__Extrait du texte__
+--

Chronique #182 : Bribes de Grèce
Vivre au fil de l'eau, lâcher prise, goûter un autre mode de vie : voilà ce que j'attendais de notre périple dans les Cyclades. Au final, ce voyage nous a offert bien davantage. Florilège de souvenirs illustrant - de manière non exhaustive - notre escapade au pays d'Ulysse…
Les chats dodus, sereins et alanguis sous les porches tièdes des rues d'Athènes. Le serveur descendant la rue - l'oeil encore ensommeillé - un plateau en fer traditionnel au bout du bras, afin de servir aux petits commerçants leur café grec du matin.
L'absence de casque chez les conducteurs de scooters.
La surprenante découverte d'une multitude de pénis en bois sur les étals des marchés.
La splendeur passée de l'Acropole qui continue d'irradier au travers de ses vestiges.
Les touristes multipliant les selfies, parlant trop fort et ne décollant pas les yeux de leur appareil photo.
Les instagrameuses prenant la pose face à l'Acropole en se moquant éperdument de perturber la fluidité des déambulations de chacun.
Le chauffeur de taxi nous racontant qu'une bonne partie des feux de forêt est probablement déclenchée volontairement - et de manière totalement illégale - afin de pouvoir y installer panneaux solaires ou éoliennes.
Les passagers des somptueux yachts amarrés dans la marina de Lavrion évoquant les personnages mafieux d'une énième série Netflix.
Les toilettes à pompe du bateau et leur fonctionnement aléatoire. Essayer de comprendre le principe. Échouer. Se dire que ce n'est pas grave, que l'on comprendra au moment voulu. Ou pas…
L'éclosion après à peine deux jours de navigation d'une pensée aussi folle que séduisante : vivre à l'année sur un bateau. La prochaine étape de notre vie de nomade moderne ?
Les pieds nus sur le pont permettant de sentir facilement le pouls du bateau.
Les desserts offerts à la fin de chaque dîner au restaurant. Mention spéciale au cheese-cake à la cerise fait maison du restaurant Ostria de Kythnos. La fraîcheur de chaque produit : tomates savoureuses, viandes tendres, poissons ultra frais…
La possibilité de boire suffisamment de grappa pour refaire le monde pendant des heures avec le skipper et de se réveiller sans mal de tête, tant cet alcool est pur.
Des chats partout : des joueurs, des agressifs, des craintifs, des loups solitaires, des arnaqueurs, des bébés, des estropiés…
La transparence chavirante de l'eau des petites criques.
La morsure jouissive de l'eau froide ressentie en sautant de la proue du bateau.
La perfection du mariage entre les lignes épurées des maisons immaculées, le bleu joyeux de leurs volets et la sophistication des fleurs des bougainvilliers.
L'eau presque brûlante d'une source chaude se déversant dans la mer.
Le cadavre rigidifié d'un chat.

+--

__Extrait du matériel__

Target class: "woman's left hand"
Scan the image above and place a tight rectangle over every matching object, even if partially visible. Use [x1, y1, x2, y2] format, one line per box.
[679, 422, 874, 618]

+--

__Consignes__
[A] Transcrivez, dans la chronique sur la Grèce, tout le passage allant de « Les touristes multipliant » jusqu'à « déambulations de chacun. ».
[B] D'après la chronique sur la Grèce, quel restaurant sert le cheese-cake à la cerise fait maison ?
[C] Rédigez la suite de la chronique sur la Grèce après son dernier souvenir.
Le matériel fourni n'a aucun rôle à jouer ici.

__Réponses aux consignes__
[A]
Les touristes multipliant les selfies, parlant trop fort et ne décollant pas les yeux de leur appareil photo.
Les instagrameuses prenant la pose face à l'Acropole en se moquant éperdument de perturber la fluidité des déambulations de chacun.

[B] Le restaurant Ostria de Kythnos.

[C]
Les prix stratosphériques de l'épicerie de la marina de Lavrion.
Le plaisir de se retrouver sur le pont en fin de journée afin de prendre l'apéritif en grignotant des gressins aux graines de tournesol.
La tristesse infinie que je ressentais chaque fois que l'on croisait une nappe de pollution.
Les échanges entre Charles et le skipper lors des traversées. Entre deux leçons de noeuds marins et quelques vérifications du cap à tenir, ils discutaient de quête de vérité, de spiritualité, de 5e dimension… (no comment ;) )
L'eau tellement salée qu'il est facile de s'y allonger et de flotter longuement… La douche située dans les toilettes.
La joie indicible de se lever tôt, de quitter le bateau et d'aller se baigner à l'aube sur une petite plage isolée.
L'impossibilité de fixer un point dans la cabine sans sentir le mal de mer pointer le bout de son nez.
La simplicité vibrante des villages à flanc de montagne, entre angles arrondis, figuiers noueux, homogénéité maternelle et amandiers généreux.
Les vieux pêcheurs au visage tanné par la vie sur les flots et au sourire fatigué d'une infinie douceur. En discutant avec un commerçant, j'appris que certains d'entre eux n'ont jamais quitté leur île.
Le goût inoubliable de la chair blanche d'un poisson pêché le jour même.
Les échanges avec notre skipper sans aucune barrière, ni peur de déplaire. Quel bonheur !
Le manque de savoir-vivre des occupants de certains bateaux dans les criques les plus calmes de Paros, entre musique tonitruante et jet-ski passant à 1 mètre de notre catamaran…
L'élaboration des menus du jour en fonction de ce que l'on trouve au port.
La tortue aperçue entre les coques de notre bateau filant vers Syros.
Le plaisir régressif procuré par ma première bouchée de kormos (gâteau constitué de chocolat et de couches de petits LU).
Les sanctuaires miniatures bordant les ports et permettant aux pêcheurs de faire leurs dévotions.
Ma longue planche matinale sur les rives d'une plage déserte qui déclencha l'affolement d'un vieux monsieur qui passait par là : il a cru que j'étais inconsciente.
Trois croissants + un pain = 10 euros.
L'application régulière de crème indice 50. Le bruit agressif des jet-skis. Je ne parviens pas à comprendre le plaisir que l'on peut éprouver à faire autant de vacarme à la surface d'un élément aussi pur. À mes yeux, cela revient à amener sur l'eau le bruit de la terre, sa pollution, son égoïsme…
Les confidences de notre skipper sur la difficulté à trouver sa place parmi les passagers. Il nous raconte que de manière générale, les skippers sont au mieux traités avec une politesse froide, au pire considérés comme des domestiques. Par exemple, alors que le repas du skipper est à la charge des occupants du bateau, rares sont ceux qui l'emmènent avec eux au restaurant.
La simplicité du dress code sur le pont : short, maillot de bain et chapeau.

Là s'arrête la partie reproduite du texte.